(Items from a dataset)
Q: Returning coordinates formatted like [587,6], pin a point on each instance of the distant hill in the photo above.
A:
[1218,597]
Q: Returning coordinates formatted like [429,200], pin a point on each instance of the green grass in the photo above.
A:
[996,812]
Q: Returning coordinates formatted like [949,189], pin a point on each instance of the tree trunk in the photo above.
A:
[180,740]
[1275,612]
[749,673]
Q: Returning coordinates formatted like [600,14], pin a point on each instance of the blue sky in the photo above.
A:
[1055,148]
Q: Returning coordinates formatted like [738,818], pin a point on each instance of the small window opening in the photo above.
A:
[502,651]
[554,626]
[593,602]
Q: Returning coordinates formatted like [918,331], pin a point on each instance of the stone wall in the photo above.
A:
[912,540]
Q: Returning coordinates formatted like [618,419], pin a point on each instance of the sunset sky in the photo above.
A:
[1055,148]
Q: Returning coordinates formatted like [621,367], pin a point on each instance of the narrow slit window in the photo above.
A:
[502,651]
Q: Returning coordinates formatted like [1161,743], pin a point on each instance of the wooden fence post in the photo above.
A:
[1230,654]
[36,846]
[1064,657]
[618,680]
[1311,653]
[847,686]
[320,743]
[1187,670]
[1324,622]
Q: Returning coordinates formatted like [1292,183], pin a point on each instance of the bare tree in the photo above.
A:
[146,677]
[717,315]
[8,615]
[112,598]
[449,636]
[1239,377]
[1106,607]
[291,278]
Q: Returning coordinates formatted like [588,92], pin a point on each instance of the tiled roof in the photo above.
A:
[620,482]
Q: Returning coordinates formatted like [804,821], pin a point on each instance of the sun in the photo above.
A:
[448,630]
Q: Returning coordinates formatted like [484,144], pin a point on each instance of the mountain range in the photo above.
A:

## Aim of the exercise
Copy all of the data. Keep every word exactly as it is.

## Solution to this problem
Q: Returning coordinates formatted like [587,6], pin a point on each instance of the distant hill in the photo above.
A:
[1218,597]
Q: Returning coordinates formatted like [429,200], pin a point on each instance of the green grass in the photo above.
A:
[996,812]
Q: Returning coordinates formatted like [949,189], pin a point on each instance of the tree trunk in the photo above.
A:
[180,740]
[1275,612]
[749,673]
Q: Returning coordinates formatted like [600,14], pin a point on each instance of the blue sky in the photo above.
A:
[1055,148]
Q: Returning coordinates formatted like [738,818], pin a point on each instance of the small window opening in the photo above.
A:
[502,651]
[554,626]
[593,602]
Q: Returning coordinates formatted like [918,331], pin a point on each instance of the stone wall in the photo above.
A:
[912,540]
Q: Returning coordinates formatted like [618,419], pin a point on each instance of the sunset sky in the photo above.
A:
[1055,148]
Q: Returning coordinates formatted like [621,367], pin a point on each instance of the narrow slit window in the photo above.
A:
[502,651]
Q: Returning coordinates formatted like [1161,743], pin a point on each instance of the wooden fence post in the photo above.
A:
[1230,654]
[36,846]
[1064,657]
[618,680]
[1311,653]
[847,686]
[320,743]
[1187,670]
[1324,622]
Q: Returning coordinates formatted like [1292,183], pin a point on each instance of the bare tree in the photo above.
A:
[146,677]
[717,315]
[8,615]
[112,598]
[449,636]
[1239,377]
[1106,607]
[291,278]
Q: Returning coordinates formatted like [588,92], pin a point on each instance of the tiled roof in the photo above.
A:
[620,482]
Q: Returning coordinates formatted like [804,821], pin a point on each instance of the sun in the photo above.
A:
[448,630]
Q: Returning coordinates formatted like [484,144], pin a point on each instance of the mountain range in the photo above.
A:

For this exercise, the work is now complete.